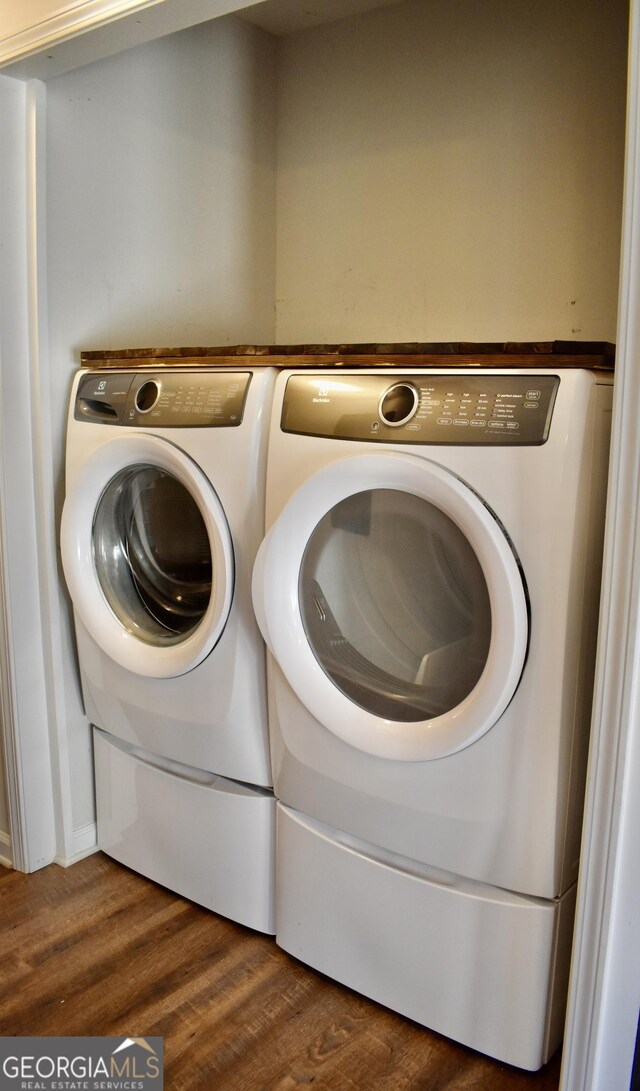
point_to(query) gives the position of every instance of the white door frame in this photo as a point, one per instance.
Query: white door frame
(604, 993)
(23, 631)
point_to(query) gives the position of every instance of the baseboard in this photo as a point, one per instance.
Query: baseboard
(5, 853)
(85, 841)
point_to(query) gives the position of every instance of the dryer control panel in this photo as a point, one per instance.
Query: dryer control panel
(162, 399)
(469, 408)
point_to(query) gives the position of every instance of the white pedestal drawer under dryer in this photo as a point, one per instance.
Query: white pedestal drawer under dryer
(429, 589)
(162, 517)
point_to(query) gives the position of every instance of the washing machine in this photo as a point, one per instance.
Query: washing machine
(162, 516)
(429, 591)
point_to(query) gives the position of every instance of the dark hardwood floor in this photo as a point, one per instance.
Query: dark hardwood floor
(96, 949)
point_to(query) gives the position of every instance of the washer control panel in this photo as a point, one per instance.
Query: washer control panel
(162, 399)
(467, 408)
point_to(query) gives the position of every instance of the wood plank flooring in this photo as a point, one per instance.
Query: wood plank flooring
(96, 949)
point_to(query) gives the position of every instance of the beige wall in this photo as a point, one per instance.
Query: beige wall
(453, 171)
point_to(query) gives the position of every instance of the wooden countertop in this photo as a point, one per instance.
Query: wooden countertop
(592, 355)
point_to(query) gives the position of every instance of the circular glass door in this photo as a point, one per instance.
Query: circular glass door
(395, 606)
(147, 555)
(153, 555)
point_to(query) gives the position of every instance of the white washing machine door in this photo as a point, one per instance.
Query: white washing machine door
(147, 555)
(394, 602)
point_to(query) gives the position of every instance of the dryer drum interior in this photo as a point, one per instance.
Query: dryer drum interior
(395, 604)
(153, 554)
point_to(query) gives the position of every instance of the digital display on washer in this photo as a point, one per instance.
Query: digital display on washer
(164, 398)
(469, 408)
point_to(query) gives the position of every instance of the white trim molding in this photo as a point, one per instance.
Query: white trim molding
(85, 842)
(5, 850)
(91, 30)
(604, 994)
(67, 23)
(23, 691)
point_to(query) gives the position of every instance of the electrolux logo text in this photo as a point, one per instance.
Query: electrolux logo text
(81, 1064)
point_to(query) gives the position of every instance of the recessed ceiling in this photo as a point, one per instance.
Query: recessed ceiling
(287, 16)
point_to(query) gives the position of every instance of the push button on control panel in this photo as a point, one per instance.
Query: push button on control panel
(398, 404)
(146, 396)
(472, 407)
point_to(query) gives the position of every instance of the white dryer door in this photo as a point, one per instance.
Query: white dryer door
(147, 555)
(394, 602)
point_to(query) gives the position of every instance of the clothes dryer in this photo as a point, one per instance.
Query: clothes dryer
(162, 516)
(429, 590)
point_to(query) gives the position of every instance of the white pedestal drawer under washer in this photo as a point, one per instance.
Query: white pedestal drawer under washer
(162, 517)
(427, 588)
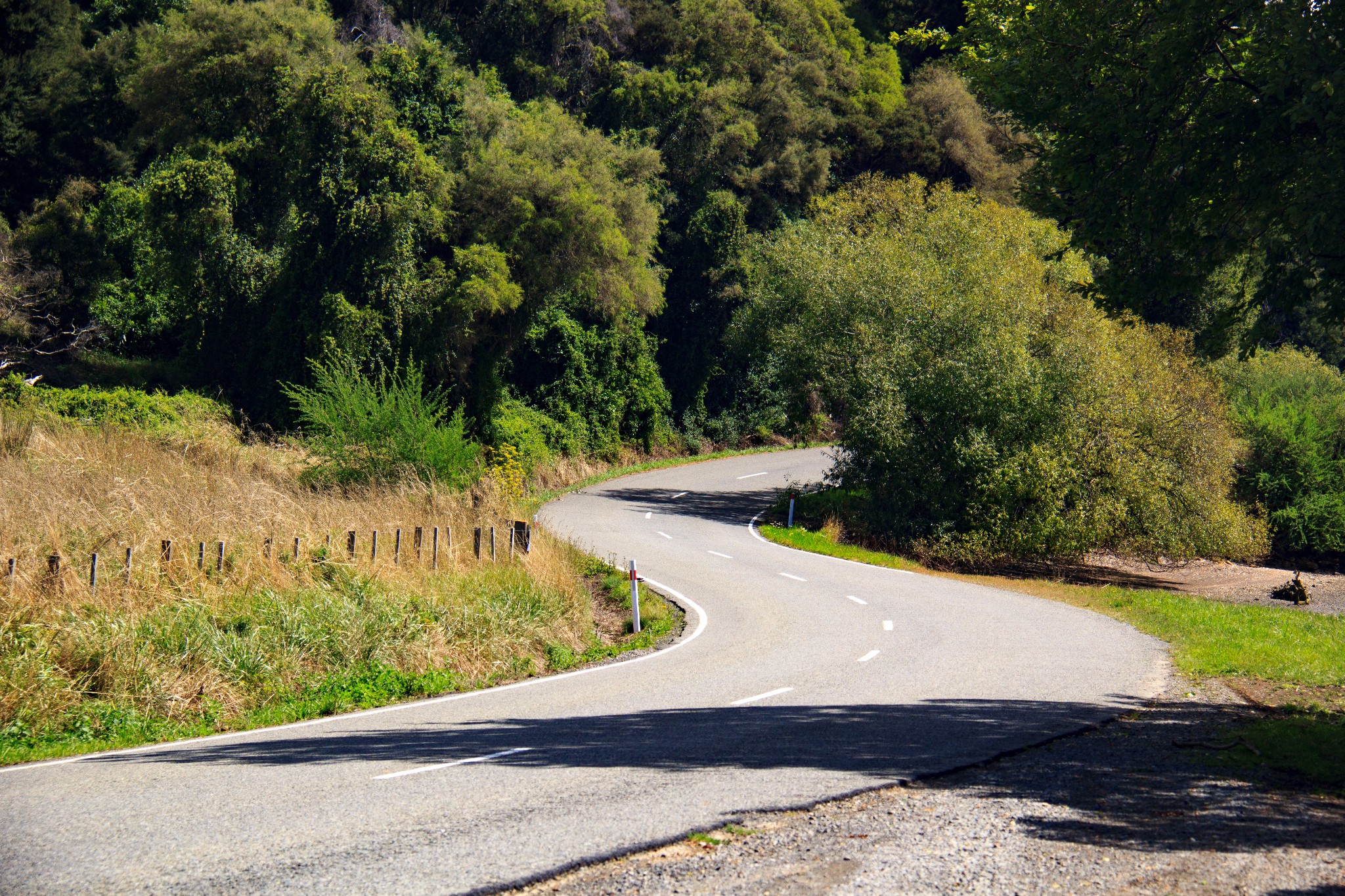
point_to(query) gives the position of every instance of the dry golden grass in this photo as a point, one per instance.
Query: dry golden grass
(78, 490)
(183, 640)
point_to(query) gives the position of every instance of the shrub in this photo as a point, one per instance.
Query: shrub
(1292, 410)
(183, 414)
(986, 408)
(381, 429)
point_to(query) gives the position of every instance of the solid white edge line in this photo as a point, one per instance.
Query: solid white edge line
(703, 620)
(786, 547)
(761, 696)
(450, 765)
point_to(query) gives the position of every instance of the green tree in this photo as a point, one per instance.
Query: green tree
(985, 408)
(1180, 141)
(1292, 410)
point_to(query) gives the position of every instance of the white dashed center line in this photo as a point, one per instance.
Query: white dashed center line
(761, 696)
(449, 765)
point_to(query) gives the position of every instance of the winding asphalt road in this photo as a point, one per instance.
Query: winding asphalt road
(799, 677)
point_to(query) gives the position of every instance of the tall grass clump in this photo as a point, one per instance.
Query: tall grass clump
(381, 429)
(989, 410)
(1292, 410)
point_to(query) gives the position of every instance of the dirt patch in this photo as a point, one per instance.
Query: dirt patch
(609, 617)
(1115, 811)
(1277, 695)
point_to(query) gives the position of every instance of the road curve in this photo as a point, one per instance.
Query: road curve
(801, 677)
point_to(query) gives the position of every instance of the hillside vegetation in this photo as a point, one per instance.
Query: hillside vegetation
(205, 641)
(540, 233)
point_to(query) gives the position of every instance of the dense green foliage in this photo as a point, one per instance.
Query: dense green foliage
(1196, 144)
(553, 213)
(381, 429)
(986, 409)
(1292, 409)
(280, 198)
(154, 413)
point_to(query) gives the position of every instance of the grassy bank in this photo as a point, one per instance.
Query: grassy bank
(263, 634)
(1301, 654)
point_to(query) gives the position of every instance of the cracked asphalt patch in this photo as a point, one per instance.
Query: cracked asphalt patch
(1114, 811)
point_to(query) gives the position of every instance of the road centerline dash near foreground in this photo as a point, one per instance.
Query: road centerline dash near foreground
(761, 696)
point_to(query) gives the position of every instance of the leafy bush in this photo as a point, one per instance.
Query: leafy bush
(381, 429)
(182, 414)
(1292, 409)
(988, 409)
(596, 378)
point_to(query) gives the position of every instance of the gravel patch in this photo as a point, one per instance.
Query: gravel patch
(1114, 811)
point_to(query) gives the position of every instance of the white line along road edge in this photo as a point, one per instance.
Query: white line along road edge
(703, 620)
(450, 765)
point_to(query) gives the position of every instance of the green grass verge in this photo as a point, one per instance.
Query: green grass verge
(96, 680)
(1301, 742)
(657, 620)
(1208, 637)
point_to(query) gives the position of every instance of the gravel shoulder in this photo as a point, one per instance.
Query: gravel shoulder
(1118, 811)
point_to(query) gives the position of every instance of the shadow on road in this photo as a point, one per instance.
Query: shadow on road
(1141, 793)
(731, 507)
(885, 742)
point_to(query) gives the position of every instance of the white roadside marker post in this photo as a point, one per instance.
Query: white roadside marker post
(635, 599)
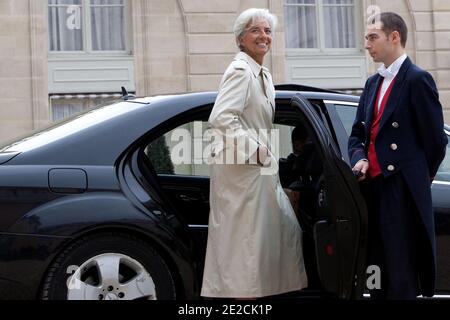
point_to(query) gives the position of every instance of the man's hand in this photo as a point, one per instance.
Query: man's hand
(361, 167)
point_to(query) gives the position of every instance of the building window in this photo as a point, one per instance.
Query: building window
(87, 26)
(320, 24)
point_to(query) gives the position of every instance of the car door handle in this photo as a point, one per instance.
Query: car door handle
(187, 198)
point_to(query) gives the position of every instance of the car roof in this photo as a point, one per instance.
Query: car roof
(106, 131)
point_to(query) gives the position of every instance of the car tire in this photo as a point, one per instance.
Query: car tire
(108, 266)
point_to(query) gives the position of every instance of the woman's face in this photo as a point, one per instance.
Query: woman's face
(257, 40)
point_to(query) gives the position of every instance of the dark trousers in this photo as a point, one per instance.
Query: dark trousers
(394, 234)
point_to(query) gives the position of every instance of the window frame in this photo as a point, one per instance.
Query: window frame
(320, 27)
(86, 29)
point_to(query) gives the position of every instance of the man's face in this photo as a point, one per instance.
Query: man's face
(378, 44)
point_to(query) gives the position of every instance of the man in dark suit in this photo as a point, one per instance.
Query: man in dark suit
(396, 146)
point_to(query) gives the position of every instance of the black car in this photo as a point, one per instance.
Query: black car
(94, 208)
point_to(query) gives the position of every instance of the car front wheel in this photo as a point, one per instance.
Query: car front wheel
(108, 266)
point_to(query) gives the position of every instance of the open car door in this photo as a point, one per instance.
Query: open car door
(340, 222)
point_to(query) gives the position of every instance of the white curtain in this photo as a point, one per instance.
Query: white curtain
(107, 27)
(339, 21)
(301, 24)
(61, 37)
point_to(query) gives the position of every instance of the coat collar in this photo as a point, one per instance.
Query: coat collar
(393, 98)
(254, 66)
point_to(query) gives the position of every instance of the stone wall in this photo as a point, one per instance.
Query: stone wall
(23, 67)
(429, 39)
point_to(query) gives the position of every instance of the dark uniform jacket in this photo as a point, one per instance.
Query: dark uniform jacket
(410, 140)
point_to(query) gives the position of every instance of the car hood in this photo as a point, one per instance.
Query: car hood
(6, 156)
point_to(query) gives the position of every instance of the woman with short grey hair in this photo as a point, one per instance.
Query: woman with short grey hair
(254, 239)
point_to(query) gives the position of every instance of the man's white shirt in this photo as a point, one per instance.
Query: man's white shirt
(389, 74)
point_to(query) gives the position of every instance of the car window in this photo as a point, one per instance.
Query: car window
(443, 173)
(347, 115)
(180, 151)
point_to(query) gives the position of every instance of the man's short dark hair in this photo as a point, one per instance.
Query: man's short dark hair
(299, 133)
(393, 22)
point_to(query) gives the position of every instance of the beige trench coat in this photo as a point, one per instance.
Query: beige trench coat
(254, 240)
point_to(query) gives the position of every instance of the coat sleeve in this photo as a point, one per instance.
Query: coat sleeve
(356, 148)
(225, 119)
(430, 119)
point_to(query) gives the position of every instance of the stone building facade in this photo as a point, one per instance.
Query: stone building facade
(182, 46)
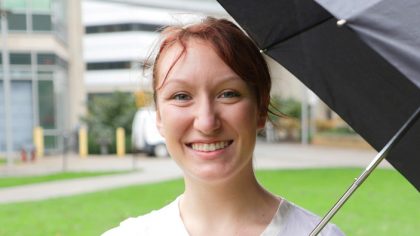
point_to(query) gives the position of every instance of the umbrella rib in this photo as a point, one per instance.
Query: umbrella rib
(294, 35)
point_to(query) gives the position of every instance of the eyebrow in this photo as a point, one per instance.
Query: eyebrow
(182, 81)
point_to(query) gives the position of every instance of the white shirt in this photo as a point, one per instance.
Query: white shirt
(289, 220)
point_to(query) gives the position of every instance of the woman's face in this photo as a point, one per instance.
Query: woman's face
(207, 114)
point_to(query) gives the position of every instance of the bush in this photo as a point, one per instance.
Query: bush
(106, 113)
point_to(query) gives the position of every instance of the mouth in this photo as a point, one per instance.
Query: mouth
(210, 147)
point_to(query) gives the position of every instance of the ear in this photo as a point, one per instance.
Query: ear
(262, 118)
(159, 123)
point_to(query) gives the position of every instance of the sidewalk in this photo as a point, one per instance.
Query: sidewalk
(267, 156)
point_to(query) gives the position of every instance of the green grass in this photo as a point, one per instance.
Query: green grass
(385, 205)
(24, 180)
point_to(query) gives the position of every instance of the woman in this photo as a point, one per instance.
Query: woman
(212, 87)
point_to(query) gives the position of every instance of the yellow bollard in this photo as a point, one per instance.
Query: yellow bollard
(38, 136)
(120, 142)
(83, 143)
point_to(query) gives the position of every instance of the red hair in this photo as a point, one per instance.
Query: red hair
(231, 45)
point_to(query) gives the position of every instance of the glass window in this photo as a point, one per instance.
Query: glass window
(46, 104)
(45, 59)
(14, 4)
(20, 58)
(16, 21)
(41, 22)
(50, 142)
(45, 75)
(41, 5)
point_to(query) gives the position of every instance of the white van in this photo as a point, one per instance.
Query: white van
(145, 135)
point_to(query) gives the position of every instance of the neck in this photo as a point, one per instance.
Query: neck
(237, 201)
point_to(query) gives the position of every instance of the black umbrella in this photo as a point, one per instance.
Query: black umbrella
(361, 57)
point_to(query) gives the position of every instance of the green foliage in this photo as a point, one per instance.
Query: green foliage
(105, 115)
(386, 204)
(289, 107)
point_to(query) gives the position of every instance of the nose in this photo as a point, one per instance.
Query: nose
(207, 119)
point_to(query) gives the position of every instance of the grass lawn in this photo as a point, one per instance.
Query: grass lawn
(16, 181)
(385, 205)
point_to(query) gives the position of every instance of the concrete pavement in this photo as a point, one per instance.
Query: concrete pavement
(266, 156)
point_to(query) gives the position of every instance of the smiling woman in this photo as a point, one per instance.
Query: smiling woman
(212, 91)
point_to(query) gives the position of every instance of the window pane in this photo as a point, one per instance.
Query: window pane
(50, 142)
(41, 22)
(16, 21)
(41, 5)
(45, 59)
(20, 59)
(14, 4)
(46, 104)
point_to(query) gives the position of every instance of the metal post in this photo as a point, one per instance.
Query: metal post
(7, 87)
(369, 169)
(304, 117)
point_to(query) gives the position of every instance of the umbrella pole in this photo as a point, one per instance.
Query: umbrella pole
(369, 169)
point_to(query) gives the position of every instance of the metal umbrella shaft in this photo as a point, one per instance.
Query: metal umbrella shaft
(359, 180)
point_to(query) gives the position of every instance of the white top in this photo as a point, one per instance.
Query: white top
(289, 220)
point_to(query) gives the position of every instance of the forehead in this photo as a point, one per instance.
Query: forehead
(195, 56)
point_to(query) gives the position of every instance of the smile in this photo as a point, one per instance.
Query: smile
(210, 147)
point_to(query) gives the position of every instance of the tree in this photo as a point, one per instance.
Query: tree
(106, 113)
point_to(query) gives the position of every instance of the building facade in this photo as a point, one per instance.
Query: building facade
(41, 78)
(119, 36)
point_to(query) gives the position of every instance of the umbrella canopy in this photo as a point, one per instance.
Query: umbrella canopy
(367, 71)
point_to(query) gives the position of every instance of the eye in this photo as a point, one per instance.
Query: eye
(181, 97)
(229, 94)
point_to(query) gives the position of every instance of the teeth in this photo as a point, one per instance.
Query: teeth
(209, 147)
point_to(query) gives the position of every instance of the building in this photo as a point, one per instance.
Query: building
(41, 79)
(119, 36)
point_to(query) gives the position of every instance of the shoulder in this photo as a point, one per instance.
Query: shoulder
(299, 219)
(149, 224)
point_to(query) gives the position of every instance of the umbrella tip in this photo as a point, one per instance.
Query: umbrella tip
(341, 22)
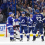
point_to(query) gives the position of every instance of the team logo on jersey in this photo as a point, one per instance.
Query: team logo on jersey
(23, 21)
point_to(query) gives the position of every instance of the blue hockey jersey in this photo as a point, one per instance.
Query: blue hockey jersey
(38, 18)
(23, 21)
(30, 22)
(10, 21)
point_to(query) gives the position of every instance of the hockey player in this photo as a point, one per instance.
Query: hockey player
(38, 18)
(10, 25)
(23, 26)
(30, 24)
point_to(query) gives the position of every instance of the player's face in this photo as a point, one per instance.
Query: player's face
(31, 15)
(23, 15)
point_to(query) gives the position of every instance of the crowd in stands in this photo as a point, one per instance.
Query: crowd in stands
(7, 6)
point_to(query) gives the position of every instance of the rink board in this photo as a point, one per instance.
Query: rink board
(3, 30)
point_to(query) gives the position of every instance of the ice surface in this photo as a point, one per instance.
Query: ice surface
(6, 41)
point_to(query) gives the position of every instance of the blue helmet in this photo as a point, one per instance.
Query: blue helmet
(37, 10)
(23, 12)
(10, 13)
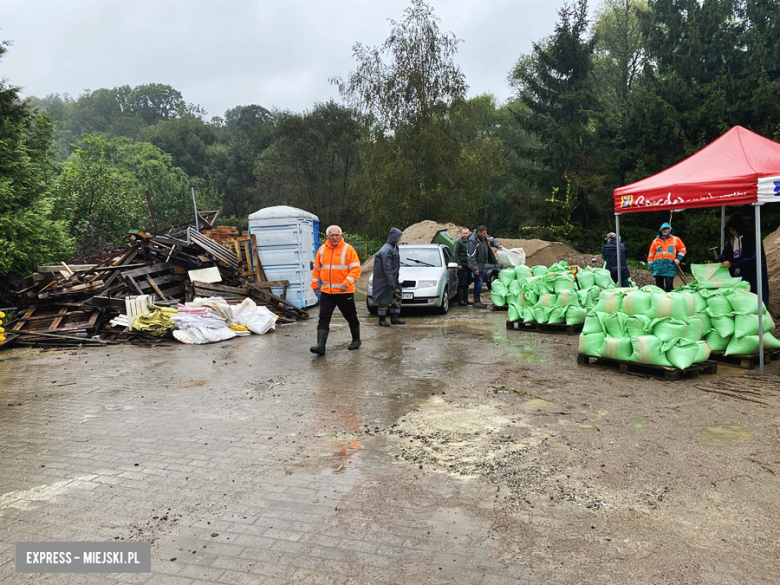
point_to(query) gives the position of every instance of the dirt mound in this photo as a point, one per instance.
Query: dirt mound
(772, 249)
(536, 251)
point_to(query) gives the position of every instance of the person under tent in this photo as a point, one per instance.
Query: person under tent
(739, 255)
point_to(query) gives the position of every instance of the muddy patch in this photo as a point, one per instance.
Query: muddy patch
(485, 441)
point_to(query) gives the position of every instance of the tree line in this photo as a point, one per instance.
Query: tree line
(597, 104)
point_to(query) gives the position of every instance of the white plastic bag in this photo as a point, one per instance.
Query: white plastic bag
(258, 319)
(513, 257)
(198, 335)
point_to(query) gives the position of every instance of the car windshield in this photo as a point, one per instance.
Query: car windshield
(420, 256)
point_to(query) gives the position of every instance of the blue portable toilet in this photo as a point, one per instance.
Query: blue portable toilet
(287, 240)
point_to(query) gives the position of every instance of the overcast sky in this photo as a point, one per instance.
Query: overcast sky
(224, 53)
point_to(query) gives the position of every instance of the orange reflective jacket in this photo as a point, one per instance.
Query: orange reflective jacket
(334, 267)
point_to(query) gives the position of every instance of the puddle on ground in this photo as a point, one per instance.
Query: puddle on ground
(344, 455)
(725, 434)
(536, 404)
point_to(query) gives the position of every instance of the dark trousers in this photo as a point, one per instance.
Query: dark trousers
(477, 286)
(623, 276)
(665, 282)
(395, 302)
(464, 277)
(346, 304)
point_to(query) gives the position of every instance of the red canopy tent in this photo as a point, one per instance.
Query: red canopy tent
(739, 168)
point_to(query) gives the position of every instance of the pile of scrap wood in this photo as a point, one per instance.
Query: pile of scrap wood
(75, 307)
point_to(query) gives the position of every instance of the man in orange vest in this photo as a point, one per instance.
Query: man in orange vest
(336, 270)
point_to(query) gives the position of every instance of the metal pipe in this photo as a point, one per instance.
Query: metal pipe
(617, 235)
(759, 291)
(195, 205)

========

- [TASK INSTRUCTIONS]:
Working from the material above, retype exactly the lines from the one with "of the hillside" through the one with "of the grassy", both included, and only those lines.

- [REPLY]:
point_to(query) gives the position of every instance of the hillside vegetation in this photo as a point, one per instance.
Query: hillside vegetation
(205, 641)
(540, 233)
point_to(query) gives the position of every instance of the dense green foliage in this photo as a point, one per instance.
Query: dense green foliage
(1196, 144)
(553, 213)
(381, 429)
(986, 409)
(1292, 409)
(280, 198)
(154, 413)
point_to(query) gives the position of every instance of the grassy bank in this photo as a point, one per instance.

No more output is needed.